* start TEXT EXCERPT *

[My friend Diana Fithian–playwright and home cook extraordinaire–kicks off Day 2 of Sauce Week with this epic post about one of the world’s most difficult and important sauces. Take it away, Diana!]
When Adam asked if Iʼd like to contribute to Sauce Week, and sent a list of sauces to choose from, there was one that jumped out at me right away: Espagnole Sauce, arguably the most time-consuming of the French mother sauces and the precursor to demi-glace. Itʼs part recipe, part exercise in masochism – first you make stock, then you make a brown sauce with the stock, then you reduce that sauce with more stock until you get demi-glace, and only then do you use the resulting demi-glace to make a handful of “small” sauces by combining it with other ingredients like mushrooms and wine.
I told Adam to sign me up.
Why volunteer for such an undertaking, you might ask? (My husband certainly did.) For me it was all about the demi-glace, which had always been my culinary Everest – something Iʼd intended tackling but had never gotten around to. Iʼve heard lots of chefs speak of demi-glace in hushed, reverent tones. According to some recipes, you donʼt just “make” demi-glace, you “achieve” demi-glace – the French equivalent, I suppose, of achieving nirvana, or orgasm. Surely if I could pull this off, all the secrets of classical French technique would be revealed to me, and the ghost of Julia Child would whisper sweet nothings in my ear as I slept.
I bought a steak from the butcher and, the next morning, started Googling for a recipe. I, of course, intended to make the whole thing from scratch – otherwise, what would be the point? This was no time for Sandra Lee-style shortcuts.
However, I soon learned that there was no way I could make demi-glace from scratch in just a day. One recipe informed me that it would take fourteen to twenty-six hours just to make my stock, not counting the four to five hours of reduction that would happen later to transform stock to demi-glace. I calculated that if I got cooking right away, I could have dinner on the table by 5:00am.
Then I faced another dilemma: all the recipes for demi-glace required veal bones – potentially a problem, considering that my husband and I donʼt eat veal. I had naively assumed that I could use beef bones, but it seemed that, to achieve the right texture, demi-glace must be seasoned with the tears of sweet baby cows. My ethical-carnivore panties were really in a twist!
After some soul-searching, I decided that I would buy veal bones from a butcher that I could count on to stock only humane veal, hoping to cook with the remains of an animal whose life may have been short but was at least sweet.
I called the two butchers that are my usual go-tos (McCallʼs and Lindy and Grundy), but neither one had veal bones on hand. I found a place that did, but I wasnʼt confident it was humane veal, and I didnʼt want to go to the trouble of making a sauce that would leave me wracked with guilt. Plus, a part of me was exhausted at the thought of spending a whole day making stock.
So what did I do?
Reader, I cheated.

* end TEXT EXCERPT *

- [TASK OBJECTIVE]:
Write out the demi-glace story word for word, starting with "After some soul-searching, I" and going on through "Reader, I cheated.". The records after this point are separate material, unrelated to the demi-glace story.

* start SUPPLIED DATA *

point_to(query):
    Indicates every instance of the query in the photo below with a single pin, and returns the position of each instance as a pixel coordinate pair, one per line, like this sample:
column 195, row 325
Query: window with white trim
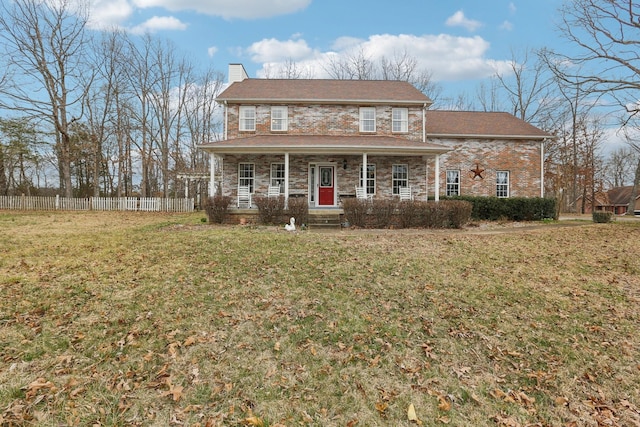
column 453, row 183
column 279, row 119
column 246, row 175
column 502, row 183
column 400, row 177
column 370, row 183
column 277, row 175
column 400, row 120
column 248, row 118
column 367, row 119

* end SUPPLIED DATA *

- [THE RESPONSE]:
After some soul-searching, I decided that I would buy veal bones from a butcher that I could count on to stock only humane veal, hoping to cook with the remains of an animal whose life may have been short but was at least sweet.
I called the two butchers that are my usual go-tos (McCallʼs and Lindy and Grundy), but neither one had veal bones on hand. I found a place that did, but I wasnʼt confident it was humane veal, and I didnʼt want to go to the trouble of making a sauce that would leave me wracked with guilt. Plus, a part of me was exhausted at the thought of spending a whole day making stock.
So what did I do?
Reader, I cheated.